EXERCISE >>
Select every line below that contains the word "foliage" and copy each one out.

RECORDS PROVIDED >>

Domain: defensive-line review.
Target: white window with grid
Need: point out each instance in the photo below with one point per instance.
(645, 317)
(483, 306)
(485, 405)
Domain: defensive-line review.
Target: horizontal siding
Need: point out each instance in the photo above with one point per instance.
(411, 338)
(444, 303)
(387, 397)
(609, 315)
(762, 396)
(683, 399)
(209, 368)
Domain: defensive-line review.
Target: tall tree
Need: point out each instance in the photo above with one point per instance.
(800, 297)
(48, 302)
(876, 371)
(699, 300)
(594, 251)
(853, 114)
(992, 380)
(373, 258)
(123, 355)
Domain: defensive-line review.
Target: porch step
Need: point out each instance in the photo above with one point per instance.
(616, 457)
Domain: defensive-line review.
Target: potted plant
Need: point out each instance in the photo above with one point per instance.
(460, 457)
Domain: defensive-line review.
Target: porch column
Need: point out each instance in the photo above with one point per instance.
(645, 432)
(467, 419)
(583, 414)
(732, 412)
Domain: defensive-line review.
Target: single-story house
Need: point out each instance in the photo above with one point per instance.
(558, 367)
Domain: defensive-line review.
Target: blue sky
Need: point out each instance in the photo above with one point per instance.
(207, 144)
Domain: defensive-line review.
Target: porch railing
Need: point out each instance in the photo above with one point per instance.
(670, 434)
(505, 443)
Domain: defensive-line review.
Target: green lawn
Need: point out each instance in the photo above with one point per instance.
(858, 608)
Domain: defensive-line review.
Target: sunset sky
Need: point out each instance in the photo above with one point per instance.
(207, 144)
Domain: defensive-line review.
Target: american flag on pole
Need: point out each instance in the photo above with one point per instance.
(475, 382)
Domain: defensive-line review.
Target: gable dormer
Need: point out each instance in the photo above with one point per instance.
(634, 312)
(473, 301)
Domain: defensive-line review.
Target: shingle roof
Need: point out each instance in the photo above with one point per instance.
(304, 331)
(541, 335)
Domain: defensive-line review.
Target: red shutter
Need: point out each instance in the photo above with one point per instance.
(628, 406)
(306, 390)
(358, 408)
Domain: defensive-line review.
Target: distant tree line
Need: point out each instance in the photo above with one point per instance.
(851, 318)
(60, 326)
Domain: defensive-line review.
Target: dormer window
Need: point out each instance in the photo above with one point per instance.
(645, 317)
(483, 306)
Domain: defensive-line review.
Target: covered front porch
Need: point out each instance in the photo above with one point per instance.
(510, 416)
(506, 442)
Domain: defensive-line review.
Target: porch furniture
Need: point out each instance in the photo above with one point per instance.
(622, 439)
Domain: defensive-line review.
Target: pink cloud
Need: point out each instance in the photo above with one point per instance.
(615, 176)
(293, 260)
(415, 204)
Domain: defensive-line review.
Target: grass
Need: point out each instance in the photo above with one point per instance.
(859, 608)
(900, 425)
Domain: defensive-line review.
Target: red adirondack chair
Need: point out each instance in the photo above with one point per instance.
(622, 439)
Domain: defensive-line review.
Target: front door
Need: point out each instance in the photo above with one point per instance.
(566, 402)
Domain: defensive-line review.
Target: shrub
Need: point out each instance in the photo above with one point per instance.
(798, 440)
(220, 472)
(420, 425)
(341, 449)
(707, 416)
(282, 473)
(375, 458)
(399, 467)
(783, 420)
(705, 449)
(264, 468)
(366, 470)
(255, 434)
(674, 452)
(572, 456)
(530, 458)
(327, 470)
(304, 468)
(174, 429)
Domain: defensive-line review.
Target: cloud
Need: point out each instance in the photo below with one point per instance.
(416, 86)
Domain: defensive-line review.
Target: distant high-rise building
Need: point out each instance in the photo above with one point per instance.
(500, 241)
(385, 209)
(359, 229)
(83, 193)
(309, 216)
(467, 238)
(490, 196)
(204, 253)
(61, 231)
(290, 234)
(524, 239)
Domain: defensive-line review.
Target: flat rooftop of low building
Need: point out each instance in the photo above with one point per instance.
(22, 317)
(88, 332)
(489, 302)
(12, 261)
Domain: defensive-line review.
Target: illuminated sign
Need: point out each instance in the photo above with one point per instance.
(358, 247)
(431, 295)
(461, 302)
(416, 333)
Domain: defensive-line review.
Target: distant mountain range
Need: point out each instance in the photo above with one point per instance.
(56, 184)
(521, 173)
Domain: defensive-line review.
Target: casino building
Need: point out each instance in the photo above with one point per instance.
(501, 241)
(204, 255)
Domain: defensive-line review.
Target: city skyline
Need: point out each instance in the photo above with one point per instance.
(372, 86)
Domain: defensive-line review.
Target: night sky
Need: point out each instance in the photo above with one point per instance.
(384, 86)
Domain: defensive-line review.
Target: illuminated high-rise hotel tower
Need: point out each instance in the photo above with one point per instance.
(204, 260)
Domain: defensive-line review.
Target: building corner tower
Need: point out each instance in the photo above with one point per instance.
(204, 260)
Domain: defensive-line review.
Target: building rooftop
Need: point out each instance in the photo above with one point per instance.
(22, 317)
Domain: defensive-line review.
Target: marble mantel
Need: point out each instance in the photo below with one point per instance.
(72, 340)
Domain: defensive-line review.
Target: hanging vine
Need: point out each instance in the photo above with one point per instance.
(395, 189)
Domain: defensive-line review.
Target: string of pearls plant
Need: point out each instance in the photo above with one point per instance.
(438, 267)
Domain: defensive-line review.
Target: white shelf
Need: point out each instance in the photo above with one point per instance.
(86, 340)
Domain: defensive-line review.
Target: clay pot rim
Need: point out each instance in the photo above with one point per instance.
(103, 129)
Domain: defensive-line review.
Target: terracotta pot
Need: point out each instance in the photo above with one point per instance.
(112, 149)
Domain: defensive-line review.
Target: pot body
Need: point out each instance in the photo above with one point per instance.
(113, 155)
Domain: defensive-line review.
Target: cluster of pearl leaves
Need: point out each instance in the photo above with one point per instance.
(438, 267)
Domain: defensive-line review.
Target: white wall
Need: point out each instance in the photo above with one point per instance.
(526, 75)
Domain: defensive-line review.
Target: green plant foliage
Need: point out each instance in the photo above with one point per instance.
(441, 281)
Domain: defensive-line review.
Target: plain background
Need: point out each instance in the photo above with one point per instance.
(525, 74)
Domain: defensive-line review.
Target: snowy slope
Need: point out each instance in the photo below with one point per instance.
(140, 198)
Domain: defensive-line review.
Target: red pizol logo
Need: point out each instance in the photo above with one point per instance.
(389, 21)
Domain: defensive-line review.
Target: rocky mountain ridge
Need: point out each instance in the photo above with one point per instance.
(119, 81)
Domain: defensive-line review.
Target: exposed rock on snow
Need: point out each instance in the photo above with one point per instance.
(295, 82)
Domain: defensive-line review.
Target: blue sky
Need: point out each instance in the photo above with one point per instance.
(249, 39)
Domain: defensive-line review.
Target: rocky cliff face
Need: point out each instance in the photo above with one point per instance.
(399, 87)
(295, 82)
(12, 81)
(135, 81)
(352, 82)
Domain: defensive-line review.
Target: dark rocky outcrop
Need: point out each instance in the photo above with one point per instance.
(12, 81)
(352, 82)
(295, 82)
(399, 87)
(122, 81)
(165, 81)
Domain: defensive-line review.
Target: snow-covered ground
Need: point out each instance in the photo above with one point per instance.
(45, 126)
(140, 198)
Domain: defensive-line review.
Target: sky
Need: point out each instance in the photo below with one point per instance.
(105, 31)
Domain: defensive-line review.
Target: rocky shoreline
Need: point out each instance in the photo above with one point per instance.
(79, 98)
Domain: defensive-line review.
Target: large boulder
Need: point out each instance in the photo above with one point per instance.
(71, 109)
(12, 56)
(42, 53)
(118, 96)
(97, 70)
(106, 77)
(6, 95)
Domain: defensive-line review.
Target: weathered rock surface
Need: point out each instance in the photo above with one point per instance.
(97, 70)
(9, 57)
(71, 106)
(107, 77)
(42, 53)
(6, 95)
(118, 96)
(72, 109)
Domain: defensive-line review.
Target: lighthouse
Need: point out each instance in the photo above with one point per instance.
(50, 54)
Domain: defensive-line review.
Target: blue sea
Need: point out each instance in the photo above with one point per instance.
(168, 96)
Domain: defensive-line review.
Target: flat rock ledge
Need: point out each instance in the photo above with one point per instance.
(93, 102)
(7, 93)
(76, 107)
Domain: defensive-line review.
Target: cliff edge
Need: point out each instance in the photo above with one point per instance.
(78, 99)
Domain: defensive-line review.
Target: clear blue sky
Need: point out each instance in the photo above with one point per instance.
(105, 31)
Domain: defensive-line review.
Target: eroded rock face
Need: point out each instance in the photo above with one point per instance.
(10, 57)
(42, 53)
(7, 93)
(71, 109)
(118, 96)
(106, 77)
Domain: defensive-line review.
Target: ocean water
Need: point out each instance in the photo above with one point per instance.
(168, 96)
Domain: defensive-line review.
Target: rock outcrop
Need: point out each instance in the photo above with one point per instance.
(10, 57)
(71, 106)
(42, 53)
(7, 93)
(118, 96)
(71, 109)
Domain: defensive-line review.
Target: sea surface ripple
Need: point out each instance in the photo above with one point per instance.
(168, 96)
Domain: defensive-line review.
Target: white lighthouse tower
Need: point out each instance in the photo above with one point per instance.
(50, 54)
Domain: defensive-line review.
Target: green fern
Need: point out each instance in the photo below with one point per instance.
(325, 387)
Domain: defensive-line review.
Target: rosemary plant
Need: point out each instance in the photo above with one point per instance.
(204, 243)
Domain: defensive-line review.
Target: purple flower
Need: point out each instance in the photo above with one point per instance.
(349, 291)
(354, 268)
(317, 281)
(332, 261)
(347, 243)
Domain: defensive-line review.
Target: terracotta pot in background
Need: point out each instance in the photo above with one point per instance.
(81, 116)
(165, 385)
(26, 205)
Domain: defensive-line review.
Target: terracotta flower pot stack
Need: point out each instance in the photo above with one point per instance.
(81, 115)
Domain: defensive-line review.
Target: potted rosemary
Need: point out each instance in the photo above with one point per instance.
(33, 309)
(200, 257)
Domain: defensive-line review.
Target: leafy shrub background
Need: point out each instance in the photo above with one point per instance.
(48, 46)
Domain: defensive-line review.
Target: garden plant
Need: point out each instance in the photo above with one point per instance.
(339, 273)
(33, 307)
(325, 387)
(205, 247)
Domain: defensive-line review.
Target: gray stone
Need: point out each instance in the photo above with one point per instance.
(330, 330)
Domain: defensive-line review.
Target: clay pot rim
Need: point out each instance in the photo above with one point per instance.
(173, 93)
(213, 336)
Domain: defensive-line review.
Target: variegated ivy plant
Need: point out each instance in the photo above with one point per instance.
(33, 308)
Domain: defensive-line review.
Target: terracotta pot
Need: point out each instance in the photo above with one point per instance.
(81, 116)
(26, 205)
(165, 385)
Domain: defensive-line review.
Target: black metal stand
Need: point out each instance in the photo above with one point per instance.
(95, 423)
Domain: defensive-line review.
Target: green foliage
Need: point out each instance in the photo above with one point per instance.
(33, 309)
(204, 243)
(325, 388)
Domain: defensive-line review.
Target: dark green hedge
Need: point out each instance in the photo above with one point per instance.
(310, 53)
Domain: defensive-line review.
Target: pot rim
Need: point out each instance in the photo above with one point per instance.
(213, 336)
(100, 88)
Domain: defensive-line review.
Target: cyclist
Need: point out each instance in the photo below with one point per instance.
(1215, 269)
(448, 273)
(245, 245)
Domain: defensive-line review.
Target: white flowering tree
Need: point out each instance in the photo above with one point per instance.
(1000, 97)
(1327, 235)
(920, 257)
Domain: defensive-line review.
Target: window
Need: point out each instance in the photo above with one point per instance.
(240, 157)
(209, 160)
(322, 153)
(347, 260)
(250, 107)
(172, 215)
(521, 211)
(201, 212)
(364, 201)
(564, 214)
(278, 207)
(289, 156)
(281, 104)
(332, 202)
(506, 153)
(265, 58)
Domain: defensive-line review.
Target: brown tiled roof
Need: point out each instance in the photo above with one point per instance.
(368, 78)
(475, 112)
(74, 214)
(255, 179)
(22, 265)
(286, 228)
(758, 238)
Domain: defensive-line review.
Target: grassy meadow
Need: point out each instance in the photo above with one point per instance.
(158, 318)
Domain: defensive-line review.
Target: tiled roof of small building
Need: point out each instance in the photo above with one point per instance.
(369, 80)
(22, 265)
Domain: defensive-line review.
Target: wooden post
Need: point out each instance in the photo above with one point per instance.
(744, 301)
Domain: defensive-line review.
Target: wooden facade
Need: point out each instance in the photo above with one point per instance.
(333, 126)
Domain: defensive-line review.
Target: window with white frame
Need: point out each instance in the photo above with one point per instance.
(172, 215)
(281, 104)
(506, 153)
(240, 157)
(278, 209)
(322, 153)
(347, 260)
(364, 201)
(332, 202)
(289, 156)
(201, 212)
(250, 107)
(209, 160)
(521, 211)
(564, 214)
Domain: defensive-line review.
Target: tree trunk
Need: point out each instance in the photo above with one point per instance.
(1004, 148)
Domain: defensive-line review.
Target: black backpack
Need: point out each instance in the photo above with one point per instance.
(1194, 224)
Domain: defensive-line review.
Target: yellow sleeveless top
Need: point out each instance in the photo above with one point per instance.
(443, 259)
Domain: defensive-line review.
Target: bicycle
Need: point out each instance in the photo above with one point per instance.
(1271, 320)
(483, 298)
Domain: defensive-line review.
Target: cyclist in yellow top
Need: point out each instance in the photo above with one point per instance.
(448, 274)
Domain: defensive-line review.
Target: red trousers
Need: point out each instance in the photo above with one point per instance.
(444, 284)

THE ANSWER >>
Target: green plant foliage
Target: green foliage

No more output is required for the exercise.